_Goal_
Quote verbatim the lines below, from the first one through the line containing "x=401 y=615", including both ends. Omit the pictures.

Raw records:
● ● ● ● ● ● ●

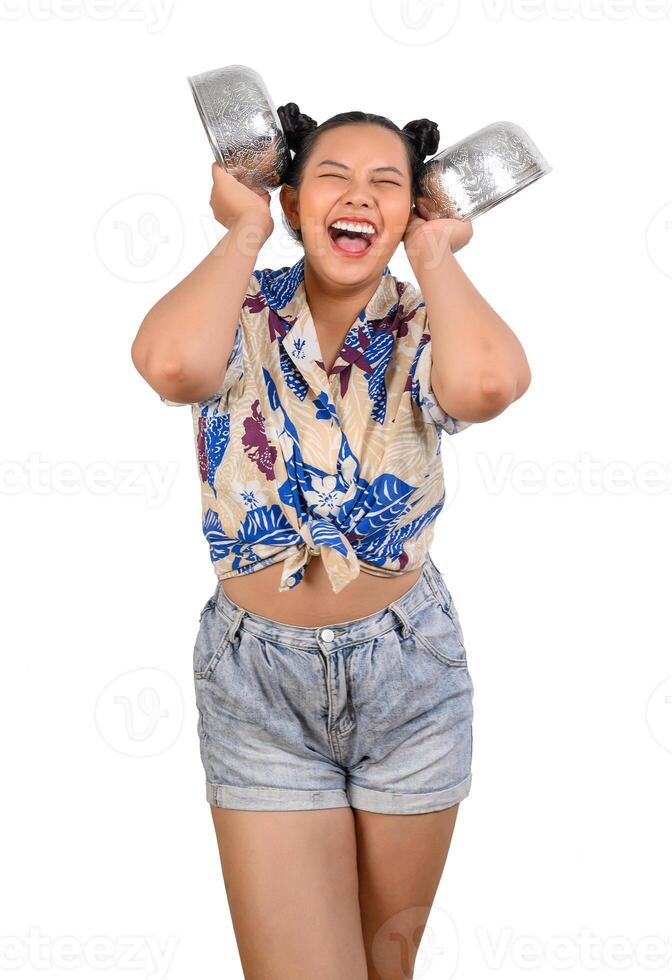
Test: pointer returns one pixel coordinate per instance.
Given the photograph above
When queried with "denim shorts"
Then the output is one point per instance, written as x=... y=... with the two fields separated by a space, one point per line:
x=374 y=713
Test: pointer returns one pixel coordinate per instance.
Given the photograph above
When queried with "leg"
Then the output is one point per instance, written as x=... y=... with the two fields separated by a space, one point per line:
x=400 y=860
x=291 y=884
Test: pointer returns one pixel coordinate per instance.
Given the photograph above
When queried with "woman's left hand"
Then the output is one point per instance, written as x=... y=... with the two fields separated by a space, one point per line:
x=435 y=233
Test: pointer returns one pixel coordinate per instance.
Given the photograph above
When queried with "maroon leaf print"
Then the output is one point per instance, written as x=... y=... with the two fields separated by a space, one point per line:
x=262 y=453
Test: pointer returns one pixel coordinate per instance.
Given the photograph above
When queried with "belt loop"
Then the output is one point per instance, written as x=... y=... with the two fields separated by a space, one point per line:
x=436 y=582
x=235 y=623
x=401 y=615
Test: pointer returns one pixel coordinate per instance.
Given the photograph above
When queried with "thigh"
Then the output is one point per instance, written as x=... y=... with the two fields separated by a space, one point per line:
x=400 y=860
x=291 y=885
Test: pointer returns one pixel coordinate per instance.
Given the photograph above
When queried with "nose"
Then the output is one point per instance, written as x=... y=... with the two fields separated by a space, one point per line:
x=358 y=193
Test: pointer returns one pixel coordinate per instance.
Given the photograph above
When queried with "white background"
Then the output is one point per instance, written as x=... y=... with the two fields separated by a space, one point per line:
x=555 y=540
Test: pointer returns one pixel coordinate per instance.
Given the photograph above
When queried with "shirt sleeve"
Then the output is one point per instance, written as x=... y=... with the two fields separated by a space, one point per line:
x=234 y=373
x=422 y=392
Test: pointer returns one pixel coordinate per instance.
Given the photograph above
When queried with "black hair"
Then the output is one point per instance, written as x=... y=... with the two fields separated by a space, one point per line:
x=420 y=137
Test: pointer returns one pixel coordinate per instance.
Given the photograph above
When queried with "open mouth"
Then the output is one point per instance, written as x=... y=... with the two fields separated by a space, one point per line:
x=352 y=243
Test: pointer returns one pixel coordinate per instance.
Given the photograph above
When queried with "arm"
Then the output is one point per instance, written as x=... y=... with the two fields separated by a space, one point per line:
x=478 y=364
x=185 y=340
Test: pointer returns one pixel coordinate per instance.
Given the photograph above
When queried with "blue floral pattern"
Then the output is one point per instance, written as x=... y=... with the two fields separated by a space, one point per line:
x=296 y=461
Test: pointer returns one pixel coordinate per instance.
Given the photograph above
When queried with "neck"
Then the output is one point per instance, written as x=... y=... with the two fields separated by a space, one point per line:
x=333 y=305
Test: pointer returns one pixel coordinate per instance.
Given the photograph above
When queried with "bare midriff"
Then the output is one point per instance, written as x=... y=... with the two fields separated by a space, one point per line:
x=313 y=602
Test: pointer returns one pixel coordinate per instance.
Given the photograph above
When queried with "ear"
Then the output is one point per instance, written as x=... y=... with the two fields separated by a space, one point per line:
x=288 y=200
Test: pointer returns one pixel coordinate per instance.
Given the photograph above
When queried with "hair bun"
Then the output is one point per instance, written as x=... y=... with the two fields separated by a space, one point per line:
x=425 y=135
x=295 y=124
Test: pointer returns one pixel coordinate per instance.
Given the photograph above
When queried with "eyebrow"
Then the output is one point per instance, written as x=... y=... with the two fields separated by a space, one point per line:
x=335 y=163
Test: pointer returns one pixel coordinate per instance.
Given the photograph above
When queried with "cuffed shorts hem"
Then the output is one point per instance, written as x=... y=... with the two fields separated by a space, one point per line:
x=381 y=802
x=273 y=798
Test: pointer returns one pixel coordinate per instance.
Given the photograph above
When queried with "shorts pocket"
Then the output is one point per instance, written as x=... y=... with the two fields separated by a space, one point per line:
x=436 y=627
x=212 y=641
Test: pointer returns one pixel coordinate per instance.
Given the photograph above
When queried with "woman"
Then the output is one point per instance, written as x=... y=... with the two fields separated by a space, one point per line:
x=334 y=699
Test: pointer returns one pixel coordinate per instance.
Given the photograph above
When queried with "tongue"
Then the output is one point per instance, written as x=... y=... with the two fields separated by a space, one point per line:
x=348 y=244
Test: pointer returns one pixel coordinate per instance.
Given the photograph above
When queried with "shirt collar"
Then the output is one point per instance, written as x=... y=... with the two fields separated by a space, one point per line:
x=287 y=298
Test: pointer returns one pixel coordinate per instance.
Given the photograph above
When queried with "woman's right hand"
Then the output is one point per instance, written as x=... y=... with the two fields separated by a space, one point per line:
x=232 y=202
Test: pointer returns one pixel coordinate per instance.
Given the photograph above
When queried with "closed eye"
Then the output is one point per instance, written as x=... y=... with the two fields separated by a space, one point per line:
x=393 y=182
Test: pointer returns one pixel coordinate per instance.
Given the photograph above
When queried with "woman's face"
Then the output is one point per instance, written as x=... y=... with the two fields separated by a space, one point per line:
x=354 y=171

● ● ● ● ● ● ●

_Response_
Test: pointer returns one pixel coordinate per instance.
Given the photograph above
When queried with "denim shorts"
Then the output is one point per instance, written as x=... y=... with the two fields separated by a space, one point per line:
x=374 y=713
Test: pointer returns one pixel coordinate per instance.
Given the photograph above
When queried with "leg"
Then the output is one point per instance, written as x=... y=... with the two fields separated by a space, one point per line:
x=400 y=860
x=291 y=884
Test: pointer returns one pixel coordinate per instance.
Given the photograph above
When queried with "woman's left hand"
Then the output is one point per instance, written as x=... y=... with the two fields separated by a space, one point per line:
x=435 y=233
Test: pointer returns one pixel coordinate per instance.
Given the photograph above
When queried with "maroon leaf print"
Then the output is one point per instance, written as x=... y=... with the two fields separated by a space, one point per line:
x=262 y=453
Test: pointer returns one pixel coordinate per instance.
Given the photograph above
When queried with "belt loop"
Then the output is one point per instance, written as x=... y=... with the two fields separated by a space, one point per line:
x=436 y=582
x=235 y=623
x=401 y=615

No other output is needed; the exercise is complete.